#### [QUOTED PASSAGE]
_ _ _ _ _ _ _
MASSACHUSETTS--Nonresidents are allowed to bring personally-owned handguns into the Commonwealth for competition, exhibition or hunting. If the handgun is for hunting, a valid hunting license must be procured. Furthermore, *the handgun owner must have a valid carry permit from another state and that state`s permit requirements must be as stringent as those of Massachusetts.* A person who does not meet these requirements must obtain a temporary handgun permit from the Dept. of Public Safety, 1010 Commonwealth Ave., Boston, MA 02215.
*A nonresident may transport rifles and shotguns into or through Massachusetts if the guns are unloaded, cased, and locked in the trunk of a vehicle.*

shizamm!


----------



## pba05001 (Sep 10, 2008)

Technically, you do have FOPA protecting you for your trip.


----------



## frapmpd24 (Sep 3, 2004)

:dito:

In the interest of time when you call the Firearms Records Bureau, and because your sure to get some secretary or "customer service agent" who is texting or wasting time on Facebook, I would have all the pertinant information in front of you to get the answer as quick as possible. (i.e. type of LTC you have, state of issue, ...) Nothing like being on hold with a government agency after being told, "hold on a minute."

In any case there is a cool thing that has been around that those guys called the "Framers" came up with:

"The Full Faith and Credit Clause" Article IV, Section 1, of the U.S. Constitution - Various states must recognize *legislative acts*, public records, and judicial decisions of the other states within the United States. It states that "Full Faith and Credit shall be given in each State to the *public Acts*, Records, and judicial Proceedings of every other State."

Example: Restraining orders from other states are enforcable in Massachusetts and other states under the Full Faith and credit clause. Similarly, as long as your licensed in another state for that firearm, it shouldn't be a problem. But, as stated before, check above.


----------
_ _ _ _ _ _ _
#### [INSTRUCTIONS]
1. Copy from the Massachusetts firearms thread, beginning at the words "Example: Restraining orders" and stopping after "before, check above.".
2. According to the Massachusetts firearms thread, under what conditions may a nonresident transport rifles and shotguns into or through Massachusetts?

#### [DATA SEGMENT]
_ _ _ _ _ _ _
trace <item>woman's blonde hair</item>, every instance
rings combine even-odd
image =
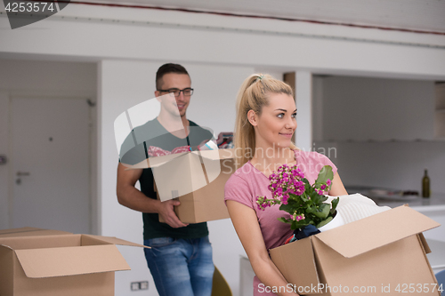
[[[244,81],[238,92],[234,134],[237,168],[252,159],[255,151],[255,130],[247,120],[247,112],[254,110],[260,116],[263,107],[269,105],[268,97],[271,93],[294,96],[288,84],[267,74],[251,75]],[[295,149],[296,147],[291,143],[290,148]]]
_ _ _ _ _ _ _
#### [TASK-BY-TASK OUTPUTS]
1.
Example: Restraining orders from other states are enforcable in Massachusetts and other states under the Full Faith and credit clause. Similarly, as long as your licensed in another state for that firearm, it shouldn't be a problem. But, as stated before, check above.

2. The guns must be unloaded, cased, and locked in the trunk of a vehicle.